— BEGIN Dataset entries —

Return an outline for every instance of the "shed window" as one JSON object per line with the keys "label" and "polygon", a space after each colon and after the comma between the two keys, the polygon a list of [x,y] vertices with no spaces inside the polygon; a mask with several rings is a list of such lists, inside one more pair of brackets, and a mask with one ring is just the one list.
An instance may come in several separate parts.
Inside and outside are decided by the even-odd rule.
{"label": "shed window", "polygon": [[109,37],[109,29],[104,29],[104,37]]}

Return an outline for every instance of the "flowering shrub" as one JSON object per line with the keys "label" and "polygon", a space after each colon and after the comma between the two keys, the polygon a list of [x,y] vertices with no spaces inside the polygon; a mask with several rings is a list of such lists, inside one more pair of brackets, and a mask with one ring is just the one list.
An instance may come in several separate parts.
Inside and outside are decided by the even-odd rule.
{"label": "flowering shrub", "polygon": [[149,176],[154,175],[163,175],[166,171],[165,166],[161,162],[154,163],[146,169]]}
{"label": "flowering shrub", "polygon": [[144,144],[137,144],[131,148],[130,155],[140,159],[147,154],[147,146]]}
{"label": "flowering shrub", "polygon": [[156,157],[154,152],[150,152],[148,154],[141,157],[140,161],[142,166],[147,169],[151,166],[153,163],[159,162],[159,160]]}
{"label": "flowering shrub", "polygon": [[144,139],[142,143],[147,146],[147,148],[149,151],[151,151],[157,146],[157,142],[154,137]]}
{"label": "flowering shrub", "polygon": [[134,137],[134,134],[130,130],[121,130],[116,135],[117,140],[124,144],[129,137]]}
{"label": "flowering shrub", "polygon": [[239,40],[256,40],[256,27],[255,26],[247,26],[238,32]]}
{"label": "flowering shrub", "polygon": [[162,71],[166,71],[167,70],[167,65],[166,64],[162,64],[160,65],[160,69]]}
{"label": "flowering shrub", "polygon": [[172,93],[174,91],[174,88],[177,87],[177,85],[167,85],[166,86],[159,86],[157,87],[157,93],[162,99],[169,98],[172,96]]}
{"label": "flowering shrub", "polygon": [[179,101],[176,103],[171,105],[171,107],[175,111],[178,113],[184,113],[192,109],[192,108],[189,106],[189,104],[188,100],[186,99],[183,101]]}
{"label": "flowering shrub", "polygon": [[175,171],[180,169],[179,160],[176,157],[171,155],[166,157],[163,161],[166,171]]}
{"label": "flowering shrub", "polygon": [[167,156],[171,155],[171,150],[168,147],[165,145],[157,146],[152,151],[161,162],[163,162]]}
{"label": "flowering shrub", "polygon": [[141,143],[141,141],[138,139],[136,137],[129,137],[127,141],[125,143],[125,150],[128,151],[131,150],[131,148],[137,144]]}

— END Dataset entries —

Exercise prompt:
Please pick out and copy every line above that contains the word "such". Match case exactly.

Output:
Return an outline for every instance of the "shed window" as one JSON object per line with the keys "label" and "polygon", a space after each colon and after the comma between the two keys, the polygon a list of [x,y] vertices with no spaces inside the polygon; a mask with several rings is a list of such lists, inside one more pair of brackets, and a mask with one ring is just the one list.
Return an outline for every instance of the "flowering shrub" as one JSON object per line with the keys "label" and "polygon", a space after each colon and after the comma between the two keys, the polygon a list of [x,y] vertices with no spaces inside the polygon; a mask with several rings is a list of such lists, inside one more pair of brackets, and a mask with one ring is just the one list.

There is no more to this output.